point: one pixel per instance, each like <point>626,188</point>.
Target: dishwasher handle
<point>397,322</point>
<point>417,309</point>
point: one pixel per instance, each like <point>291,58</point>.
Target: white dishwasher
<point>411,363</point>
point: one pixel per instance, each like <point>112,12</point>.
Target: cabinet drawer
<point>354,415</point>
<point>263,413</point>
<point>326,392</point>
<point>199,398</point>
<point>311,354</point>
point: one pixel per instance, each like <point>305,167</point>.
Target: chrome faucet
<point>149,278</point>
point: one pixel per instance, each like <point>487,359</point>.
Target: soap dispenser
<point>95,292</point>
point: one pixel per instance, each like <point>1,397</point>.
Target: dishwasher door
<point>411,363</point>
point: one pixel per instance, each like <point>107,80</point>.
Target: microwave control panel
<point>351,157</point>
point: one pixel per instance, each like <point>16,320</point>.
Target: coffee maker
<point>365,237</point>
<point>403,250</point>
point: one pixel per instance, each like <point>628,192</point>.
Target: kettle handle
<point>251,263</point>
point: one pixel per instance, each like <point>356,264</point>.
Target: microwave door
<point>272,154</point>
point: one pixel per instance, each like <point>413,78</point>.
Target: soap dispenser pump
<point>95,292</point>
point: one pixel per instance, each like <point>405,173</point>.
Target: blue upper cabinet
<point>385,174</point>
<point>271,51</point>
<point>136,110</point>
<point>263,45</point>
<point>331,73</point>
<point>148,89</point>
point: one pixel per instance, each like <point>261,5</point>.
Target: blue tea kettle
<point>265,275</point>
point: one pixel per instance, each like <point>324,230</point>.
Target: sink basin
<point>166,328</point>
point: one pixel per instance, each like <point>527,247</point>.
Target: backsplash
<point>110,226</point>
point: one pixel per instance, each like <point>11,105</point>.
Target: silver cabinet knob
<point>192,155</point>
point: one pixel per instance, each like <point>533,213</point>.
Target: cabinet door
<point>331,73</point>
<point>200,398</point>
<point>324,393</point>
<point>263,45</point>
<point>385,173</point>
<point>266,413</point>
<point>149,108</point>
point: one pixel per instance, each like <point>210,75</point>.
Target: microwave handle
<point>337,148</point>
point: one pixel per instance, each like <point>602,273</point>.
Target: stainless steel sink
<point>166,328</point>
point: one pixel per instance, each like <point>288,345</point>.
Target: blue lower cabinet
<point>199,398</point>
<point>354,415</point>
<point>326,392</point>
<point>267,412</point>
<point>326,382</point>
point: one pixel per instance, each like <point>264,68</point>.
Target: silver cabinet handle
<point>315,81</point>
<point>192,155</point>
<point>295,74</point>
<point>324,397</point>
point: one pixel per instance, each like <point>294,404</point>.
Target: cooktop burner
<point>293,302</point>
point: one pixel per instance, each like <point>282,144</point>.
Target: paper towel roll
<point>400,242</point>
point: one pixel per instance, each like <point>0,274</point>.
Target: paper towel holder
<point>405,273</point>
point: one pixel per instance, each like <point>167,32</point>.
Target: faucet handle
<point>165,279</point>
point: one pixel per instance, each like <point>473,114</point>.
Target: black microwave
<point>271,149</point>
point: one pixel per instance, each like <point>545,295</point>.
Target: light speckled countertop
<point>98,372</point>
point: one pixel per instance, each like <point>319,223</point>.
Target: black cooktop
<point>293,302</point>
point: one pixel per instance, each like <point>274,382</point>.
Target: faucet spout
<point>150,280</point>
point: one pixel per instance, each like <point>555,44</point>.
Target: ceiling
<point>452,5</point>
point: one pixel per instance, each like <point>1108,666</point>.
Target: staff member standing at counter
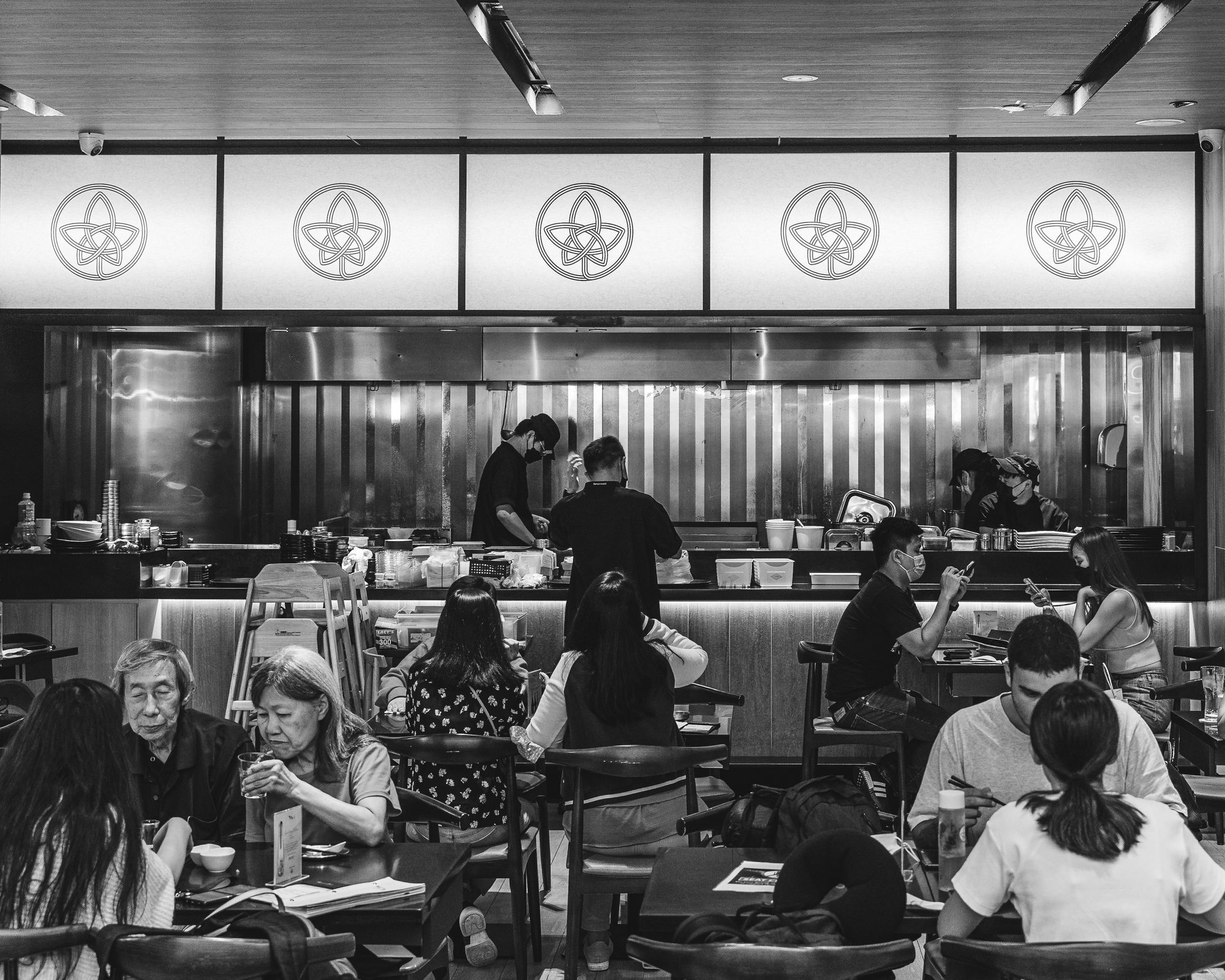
<point>613,527</point>
<point>1017,504</point>
<point>502,515</point>
<point>879,624</point>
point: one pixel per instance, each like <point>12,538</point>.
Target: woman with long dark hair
<point>616,687</point>
<point>1081,864</point>
<point>466,685</point>
<point>1114,624</point>
<point>70,829</point>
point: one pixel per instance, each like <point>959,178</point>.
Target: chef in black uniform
<point>613,527</point>
<point>502,515</point>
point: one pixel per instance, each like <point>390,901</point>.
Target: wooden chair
<point>198,959</point>
<point>973,960</point>
<point>597,874</point>
<point>515,861</point>
<point>17,944</point>
<point>727,961</point>
<point>1210,788</point>
<point>819,731</point>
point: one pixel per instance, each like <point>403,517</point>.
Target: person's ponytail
<point>1075,733</point>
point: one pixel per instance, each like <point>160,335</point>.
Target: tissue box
<point>775,574</point>
<point>734,574</point>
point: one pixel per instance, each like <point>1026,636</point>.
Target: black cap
<point>547,431</point>
<point>970,461</point>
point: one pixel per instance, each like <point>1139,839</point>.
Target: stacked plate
<point>1137,540</point>
<point>1043,541</point>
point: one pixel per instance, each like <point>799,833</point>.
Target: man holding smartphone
<point>880,623</point>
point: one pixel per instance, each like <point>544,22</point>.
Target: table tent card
<point>115,232</point>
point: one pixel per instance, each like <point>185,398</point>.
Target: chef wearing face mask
<point>974,477</point>
<point>613,527</point>
<point>880,623</point>
<point>1017,504</point>
<point>502,515</point>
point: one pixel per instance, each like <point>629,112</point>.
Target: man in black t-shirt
<point>613,527</point>
<point>878,625</point>
<point>1016,504</point>
<point>502,515</point>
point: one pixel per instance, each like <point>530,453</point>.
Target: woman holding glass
<point>324,758</point>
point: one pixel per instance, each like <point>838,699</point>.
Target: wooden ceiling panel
<point>416,69</point>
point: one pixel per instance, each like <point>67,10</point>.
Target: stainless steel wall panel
<point>576,356</point>
<point>374,355</point>
<point>839,356</point>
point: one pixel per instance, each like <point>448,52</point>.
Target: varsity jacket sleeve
<point>688,658</point>
<point>549,723</point>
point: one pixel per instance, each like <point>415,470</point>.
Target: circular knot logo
<point>342,232</point>
<point>1076,230</point>
<point>830,231</point>
<point>99,232</point>
<point>585,232</point>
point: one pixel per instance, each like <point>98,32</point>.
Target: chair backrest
<point>700,694</point>
<point>17,944</point>
<point>748,962</point>
<point>450,750</point>
<point>17,694</point>
<point>197,959</point>
<point>635,760</point>
<point>1081,961</point>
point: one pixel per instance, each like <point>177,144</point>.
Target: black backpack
<point>785,819</point>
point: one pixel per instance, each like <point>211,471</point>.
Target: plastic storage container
<point>734,574</point>
<point>775,574</point>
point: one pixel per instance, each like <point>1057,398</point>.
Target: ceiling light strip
<point>1150,21</point>
<point>18,101</point>
<point>496,29</point>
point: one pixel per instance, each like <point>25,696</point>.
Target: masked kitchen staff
<point>502,515</point>
<point>1017,504</point>
<point>613,527</point>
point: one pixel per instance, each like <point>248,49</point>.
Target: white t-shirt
<point>155,908</point>
<point>1064,897</point>
<point>982,747</point>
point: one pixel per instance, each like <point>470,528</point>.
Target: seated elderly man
<point>184,763</point>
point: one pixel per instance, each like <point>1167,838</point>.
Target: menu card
<point>287,847</point>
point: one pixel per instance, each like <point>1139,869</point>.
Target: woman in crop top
<point>1114,622</point>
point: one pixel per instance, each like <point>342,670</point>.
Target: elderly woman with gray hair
<point>184,763</point>
<point>324,760</point>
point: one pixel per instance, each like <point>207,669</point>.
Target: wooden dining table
<point>420,923</point>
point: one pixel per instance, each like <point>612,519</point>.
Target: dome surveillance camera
<point>91,143</point>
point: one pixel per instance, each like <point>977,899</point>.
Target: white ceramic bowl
<point>213,857</point>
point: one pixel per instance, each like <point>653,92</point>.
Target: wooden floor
<point>498,910</point>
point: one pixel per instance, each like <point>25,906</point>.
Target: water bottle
<point>951,835</point>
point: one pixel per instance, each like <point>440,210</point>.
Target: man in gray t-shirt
<point>989,748</point>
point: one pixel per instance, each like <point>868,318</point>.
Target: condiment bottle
<point>951,836</point>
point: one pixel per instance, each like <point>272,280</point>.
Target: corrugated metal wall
<point>411,454</point>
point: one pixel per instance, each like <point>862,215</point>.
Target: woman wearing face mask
<point>1114,623</point>
<point>1017,504</point>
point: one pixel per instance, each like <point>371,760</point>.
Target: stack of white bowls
<point>780,535</point>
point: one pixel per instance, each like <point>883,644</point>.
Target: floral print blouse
<point>480,792</point>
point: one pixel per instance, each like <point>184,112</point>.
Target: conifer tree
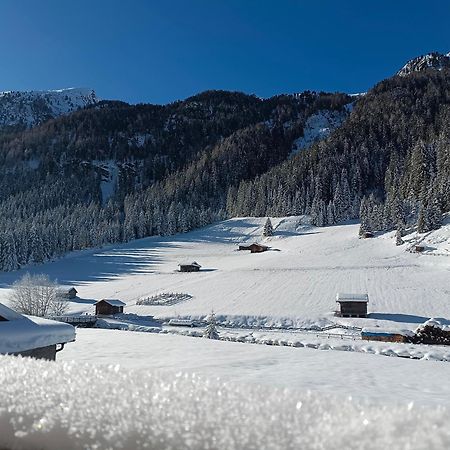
<point>398,237</point>
<point>268,228</point>
<point>211,329</point>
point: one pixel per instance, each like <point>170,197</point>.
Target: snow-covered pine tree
<point>211,329</point>
<point>268,228</point>
<point>398,237</point>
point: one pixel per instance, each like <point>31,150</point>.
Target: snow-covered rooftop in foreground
<point>21,333</point>
<point>112,302</point>
<point>340,297</point>
<point>79,406</point>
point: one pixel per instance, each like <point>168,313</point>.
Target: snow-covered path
<point>298,279</point>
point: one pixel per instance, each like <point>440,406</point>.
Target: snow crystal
<point>53,406</point>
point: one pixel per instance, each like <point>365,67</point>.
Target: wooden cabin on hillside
<point>352,305</point>
<point>190,267</point>
<point>108,307</point>
<point>254,248</point>
<point>69,293</point>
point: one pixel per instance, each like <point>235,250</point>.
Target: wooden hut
<point>254,248</point>
<point>107,307</point>
<point>69,293</point>
<point>368,334</point>
<point>352,305</point>
<point>190,267</point>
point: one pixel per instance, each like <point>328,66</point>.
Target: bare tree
<point>37,295</point>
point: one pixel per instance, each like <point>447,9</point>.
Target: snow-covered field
<point>294,284</point>
<point>160,390</point>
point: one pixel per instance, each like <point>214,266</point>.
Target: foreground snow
<point>74,406</point>
<point>387,380</point>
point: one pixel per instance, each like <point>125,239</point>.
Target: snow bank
<point>53,406</point>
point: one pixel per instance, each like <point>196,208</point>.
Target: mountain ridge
<point>25,109</point>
------------
→ Aim of the task
Repeat the rows above word for word, starting from the very first one and ending with the line containing "<point>311,354</point>", including both ends.

→ Complete response
point: one pixel per instance, each like <point>626,188</point>.
Target: dishwasher handle
<point>397,322</point>
<point>417,309</point>
point: one pixel per instance, each like <point>291,58</point>.
Target: white dishwasher
<point>411,363</point>
point: one pixel per instance, each like <point>112,12</point>.
Target: cabinet drawer
<point>354,415</point>
<point>263,413</point>
<point>326,392</point>
<point>199,398</point>
<point>311,354</point>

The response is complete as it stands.